* _YOUR ASSIGNMENT_
The word "matching" marks the lines to find; copy every such line from the data below.

* _AVAILABLE DATA_
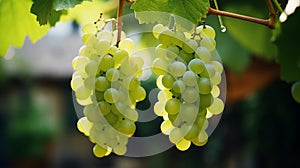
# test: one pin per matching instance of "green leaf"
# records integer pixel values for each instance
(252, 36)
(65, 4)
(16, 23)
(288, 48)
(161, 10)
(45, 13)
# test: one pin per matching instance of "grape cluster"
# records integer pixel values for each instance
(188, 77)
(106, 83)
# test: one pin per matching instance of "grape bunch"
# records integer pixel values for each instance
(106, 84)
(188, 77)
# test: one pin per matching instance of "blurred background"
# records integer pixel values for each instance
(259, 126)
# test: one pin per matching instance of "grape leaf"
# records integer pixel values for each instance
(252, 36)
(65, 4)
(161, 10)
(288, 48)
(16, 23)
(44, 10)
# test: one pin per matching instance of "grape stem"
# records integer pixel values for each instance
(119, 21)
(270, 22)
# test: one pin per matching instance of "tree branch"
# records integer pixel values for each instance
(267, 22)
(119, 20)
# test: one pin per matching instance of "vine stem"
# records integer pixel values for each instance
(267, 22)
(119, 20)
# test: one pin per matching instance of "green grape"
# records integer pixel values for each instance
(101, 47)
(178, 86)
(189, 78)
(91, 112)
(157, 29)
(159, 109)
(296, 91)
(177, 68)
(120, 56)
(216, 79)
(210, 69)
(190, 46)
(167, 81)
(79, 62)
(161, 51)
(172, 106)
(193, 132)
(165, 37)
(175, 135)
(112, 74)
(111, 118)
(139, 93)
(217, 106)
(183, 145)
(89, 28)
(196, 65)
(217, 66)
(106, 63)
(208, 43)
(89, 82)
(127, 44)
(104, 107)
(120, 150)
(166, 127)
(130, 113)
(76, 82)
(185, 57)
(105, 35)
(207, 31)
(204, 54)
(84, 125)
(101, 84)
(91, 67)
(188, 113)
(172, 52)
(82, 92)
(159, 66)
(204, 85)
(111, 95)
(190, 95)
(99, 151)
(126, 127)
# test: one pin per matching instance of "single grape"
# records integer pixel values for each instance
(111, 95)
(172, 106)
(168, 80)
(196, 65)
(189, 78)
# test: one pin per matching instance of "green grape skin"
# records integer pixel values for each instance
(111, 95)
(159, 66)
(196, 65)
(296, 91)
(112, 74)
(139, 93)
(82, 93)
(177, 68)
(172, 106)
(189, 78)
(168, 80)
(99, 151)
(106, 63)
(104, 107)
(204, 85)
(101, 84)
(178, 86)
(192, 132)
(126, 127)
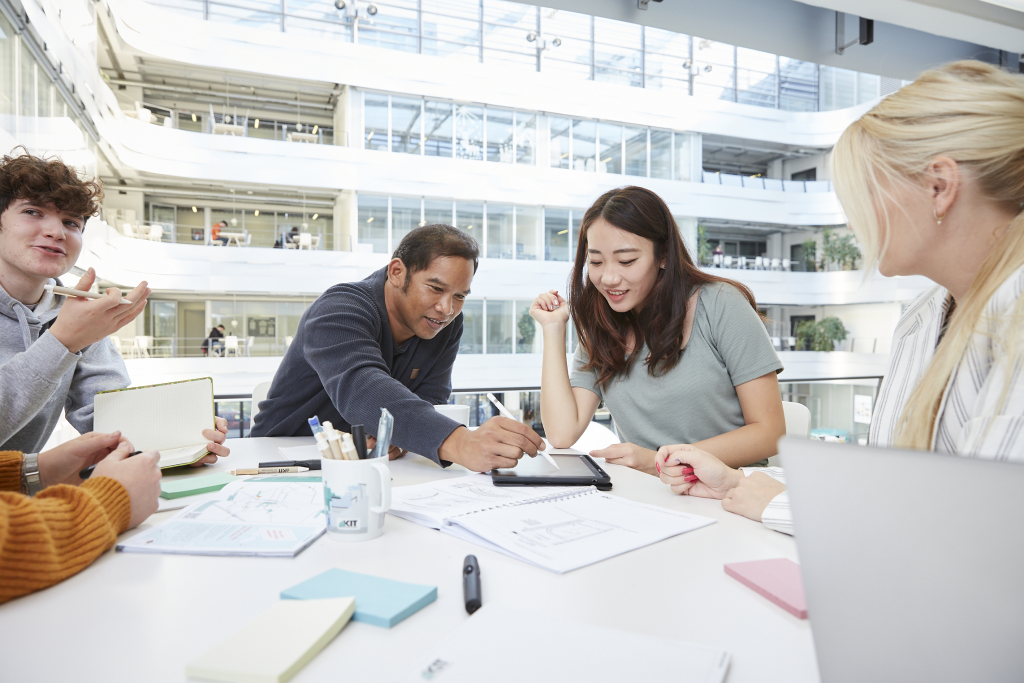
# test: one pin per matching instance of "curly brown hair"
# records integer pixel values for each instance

* _THE COMPLETED TASK_
# test: one pin per matching instance of "green leaf"
# test: one pin per matching instance of "grape cluster"
# test: one pin per matching instance of "grape bunch"
# test: one pin per matching instance of "blurred background"
# test: one pin per matching instance of "grape leaf"
# test: one pin per matching instance of "grape stem"
# test: one pin per matching instance of "tree branch"
# test: one pin per matching instance of "vine stem"
# test: one pin per matching instance of "green grape"
# test: one pin per matching instance of "single grape"
# test: one pin per matching instance of "green grape skin"
# test: one pin per matching instance of "curly brown hair"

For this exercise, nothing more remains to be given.